___ Task material

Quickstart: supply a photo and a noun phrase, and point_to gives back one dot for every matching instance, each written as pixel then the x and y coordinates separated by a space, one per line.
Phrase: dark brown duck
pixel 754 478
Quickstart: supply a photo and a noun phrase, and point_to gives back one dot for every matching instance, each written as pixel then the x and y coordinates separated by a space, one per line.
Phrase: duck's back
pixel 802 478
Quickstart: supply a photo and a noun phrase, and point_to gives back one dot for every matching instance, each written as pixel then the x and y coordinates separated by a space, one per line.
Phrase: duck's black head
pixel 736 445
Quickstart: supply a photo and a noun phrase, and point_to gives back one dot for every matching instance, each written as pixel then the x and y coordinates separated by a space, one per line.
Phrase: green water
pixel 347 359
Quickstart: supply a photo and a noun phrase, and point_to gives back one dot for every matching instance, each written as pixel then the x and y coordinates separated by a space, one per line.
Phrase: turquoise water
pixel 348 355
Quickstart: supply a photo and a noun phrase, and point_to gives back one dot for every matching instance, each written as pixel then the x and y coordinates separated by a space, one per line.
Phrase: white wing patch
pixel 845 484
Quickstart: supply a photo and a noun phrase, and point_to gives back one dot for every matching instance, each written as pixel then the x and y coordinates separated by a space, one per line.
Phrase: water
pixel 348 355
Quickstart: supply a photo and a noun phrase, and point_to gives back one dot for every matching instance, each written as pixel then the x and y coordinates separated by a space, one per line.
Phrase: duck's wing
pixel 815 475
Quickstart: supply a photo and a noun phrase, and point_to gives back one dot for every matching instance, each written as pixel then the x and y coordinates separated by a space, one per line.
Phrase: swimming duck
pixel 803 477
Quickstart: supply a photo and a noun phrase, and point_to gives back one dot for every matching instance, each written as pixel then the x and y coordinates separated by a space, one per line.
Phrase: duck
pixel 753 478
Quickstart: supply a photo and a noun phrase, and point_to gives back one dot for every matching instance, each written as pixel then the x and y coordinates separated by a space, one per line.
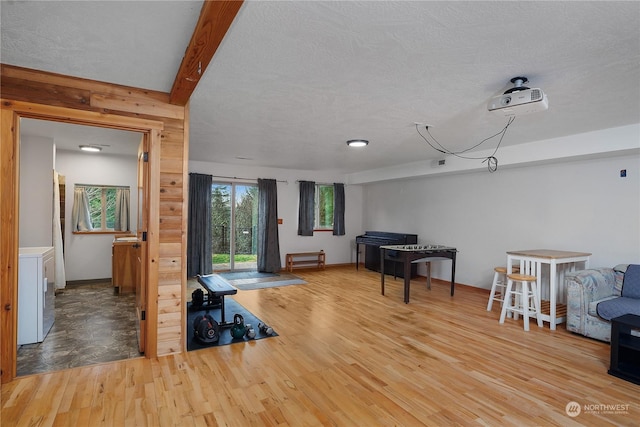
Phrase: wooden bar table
pixel 531 261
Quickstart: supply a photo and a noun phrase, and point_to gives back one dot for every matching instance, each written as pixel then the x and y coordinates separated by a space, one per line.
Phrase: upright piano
pixel 372 240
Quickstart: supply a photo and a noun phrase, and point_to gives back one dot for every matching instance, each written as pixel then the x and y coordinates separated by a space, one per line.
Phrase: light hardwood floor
pixel 347 356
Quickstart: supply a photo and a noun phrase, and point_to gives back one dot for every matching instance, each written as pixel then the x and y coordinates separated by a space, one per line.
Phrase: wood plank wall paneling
pixel 81 96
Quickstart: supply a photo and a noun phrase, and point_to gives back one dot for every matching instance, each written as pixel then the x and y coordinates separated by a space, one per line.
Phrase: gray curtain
pixel 122 209
pixel 199 252
pixel 268 242
pixel 306 208
pixel 338 209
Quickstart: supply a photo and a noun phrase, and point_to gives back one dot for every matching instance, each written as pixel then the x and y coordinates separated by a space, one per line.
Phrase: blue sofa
pixel 587 289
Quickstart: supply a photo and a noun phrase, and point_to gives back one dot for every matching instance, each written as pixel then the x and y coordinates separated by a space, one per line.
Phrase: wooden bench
pixel 305 258
pixel 216 287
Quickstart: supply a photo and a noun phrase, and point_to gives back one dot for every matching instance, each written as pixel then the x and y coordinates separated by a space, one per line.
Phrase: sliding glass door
pixel 234 226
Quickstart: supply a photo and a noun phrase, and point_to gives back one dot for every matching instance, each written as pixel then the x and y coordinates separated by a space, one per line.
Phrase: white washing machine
pixel 36 294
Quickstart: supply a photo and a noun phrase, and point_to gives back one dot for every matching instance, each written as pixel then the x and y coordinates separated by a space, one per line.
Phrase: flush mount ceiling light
pixel 92 148
pixel 357 143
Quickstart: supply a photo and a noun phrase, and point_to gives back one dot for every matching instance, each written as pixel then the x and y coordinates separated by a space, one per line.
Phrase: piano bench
pixel 305 258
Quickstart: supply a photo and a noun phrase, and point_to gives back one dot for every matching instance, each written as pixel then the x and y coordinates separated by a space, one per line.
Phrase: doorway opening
pixel 92 323
pixel 234 226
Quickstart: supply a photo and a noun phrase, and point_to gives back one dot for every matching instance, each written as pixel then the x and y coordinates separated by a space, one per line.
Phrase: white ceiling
pixel 293 80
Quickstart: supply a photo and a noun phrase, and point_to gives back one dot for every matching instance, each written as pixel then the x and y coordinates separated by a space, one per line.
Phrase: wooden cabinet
pixel 125 264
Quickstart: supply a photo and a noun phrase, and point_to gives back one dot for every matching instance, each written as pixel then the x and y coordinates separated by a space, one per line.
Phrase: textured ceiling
pixel 292 81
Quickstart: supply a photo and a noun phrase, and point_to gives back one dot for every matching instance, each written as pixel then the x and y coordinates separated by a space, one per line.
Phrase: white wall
pixel 36 191
pixel 339 249
pixel 88 256
pixel 579 205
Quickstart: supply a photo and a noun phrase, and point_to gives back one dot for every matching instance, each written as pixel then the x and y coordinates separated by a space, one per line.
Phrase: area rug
pixel 231 307
pixel 250 280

______

**Exercise requirements**: Quote the data exactly as it stands, from the start of the data through the line containing "pixel 845 484".

**Expected answer**:
Quickstart: supply a photo and a noun phrase, and point_to gives back one dot for every matching instance, each written as pixel then the x and y coordinates separated by a space, one per line.
Phrase: dark brown duck
pixel 754 478
Quickstart: supply a photo and a noun phrase, and point_to gives back one dot for every matching instance, each written as pixel then the x and y coordinates separated by a space, one per line.
Phrase: duck's back
pixel 802 478
Quickstart: supply a photo and a noun phrase, and point_to gives back one dot for every matching instance, each written as pixel then the x and y coordinates separated by a space, one per line.
Phrase: duck's black head
pixel 736 445
Quickstart: supply a photo and a noun phrase, and point_to gives back one dot for every matching instance, each written as pixel then the x and y coordinates separated by a space, one per line.
Phrase: green water
pixel 347 359
Quickstart: supply a photo and a noun phrase, and point_to gives back one dot for every matching instance, each written as pixel then the x and y coordinates separated by a space, one per line.
Phrase: turquoise water
pixel 348 355
Quickstart: supply a photo and a noun phrase, and point_to gives back one dot for every matching instance, each written as pixel then the x and y coordinates separated by a space, one per line.
Phrase: white wing patch
pixel 845 484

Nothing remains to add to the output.